● SUPPLIED RECORDS
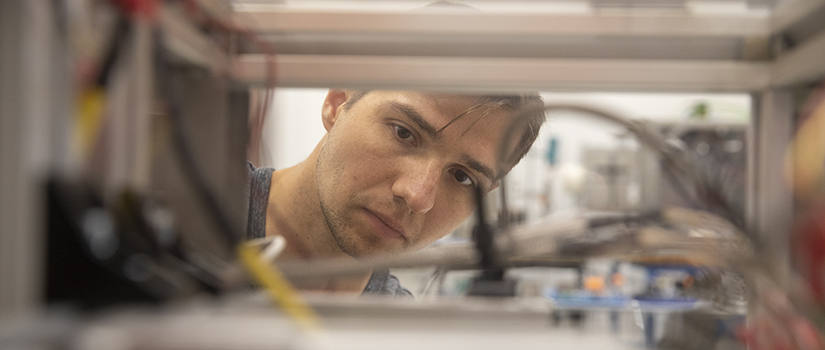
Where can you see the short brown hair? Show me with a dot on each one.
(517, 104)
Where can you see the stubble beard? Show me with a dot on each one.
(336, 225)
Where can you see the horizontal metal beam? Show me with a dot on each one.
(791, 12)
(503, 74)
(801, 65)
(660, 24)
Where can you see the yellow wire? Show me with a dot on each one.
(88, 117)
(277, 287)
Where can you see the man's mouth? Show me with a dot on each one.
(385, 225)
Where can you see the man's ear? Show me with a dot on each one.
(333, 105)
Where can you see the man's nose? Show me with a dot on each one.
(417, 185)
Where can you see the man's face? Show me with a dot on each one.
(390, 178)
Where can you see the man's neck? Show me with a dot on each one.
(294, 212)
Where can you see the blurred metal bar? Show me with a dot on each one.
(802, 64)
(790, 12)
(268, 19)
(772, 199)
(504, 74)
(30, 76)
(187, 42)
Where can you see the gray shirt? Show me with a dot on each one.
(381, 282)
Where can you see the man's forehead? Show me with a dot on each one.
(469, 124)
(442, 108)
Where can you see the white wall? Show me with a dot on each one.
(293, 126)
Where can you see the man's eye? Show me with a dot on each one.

● DIRECTION
Your copy should match the records word for word, with the pictures removed.

● FINISHED ANSWER
Where can you see the short brown hair? Show me with a dot on each one.
(517, 104)
Where can you see the stubble beard? Show me with a dot on each one.
(336, 225)
Where can you see the horizontal metal beam? Show me with a dot on each one.
(791, 12)
(503, 74)
(801, 65)
(660, 24)
Where can you see the yellow wire? Show me with a dot on each one.
(88, 117)
(277, 287)
Where can you see the man's mouth? Show me with a dot on each one.
(385, 225)
Where can you see the man's ear? Show me with a dot on each one.
(333, 105)
Where can you see the man's nose? Show me with a dot on each one.
(417, 185)
Where can you see the man's face? Show me with a dot on each one.
(390, 178)
Where can you see the man's neck? Show me with a dot on each one.
(294, 212)
Where can you see the blurred metal bar? Show me with a dot on each one.
(802, 64)
(790, 12)
(268, 19)
(772, 199)
(504, 74)
(30, 76)
(187, 42)
Where can you see the gray shirt? Show me with a dot on each one.
(381, 282)
Where can you see the man's forehead? Show me with a dot on each one.
(469, 124)
(442, 108)
Where can you see the white wall? Show me with a dot on each one.
(293, 126)
Where can you see the man's eye? Show me with a dot on each one.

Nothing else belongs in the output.